#### [Exercise instructions]
Return the lines below verbatim, leaving out the picture.

►

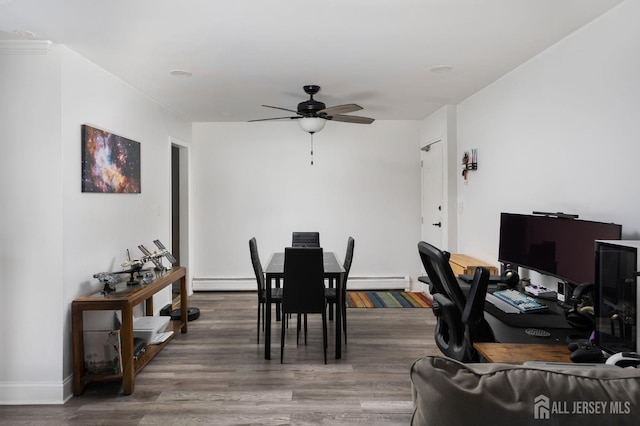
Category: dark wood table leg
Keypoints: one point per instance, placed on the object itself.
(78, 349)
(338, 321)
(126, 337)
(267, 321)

◄

#### [Finished answer]
Category: dark wood table leg
Keypoints: one point per instance, placed on the object itself.
(78, 349)
(338, 321)
(126, 337)
(267, 321)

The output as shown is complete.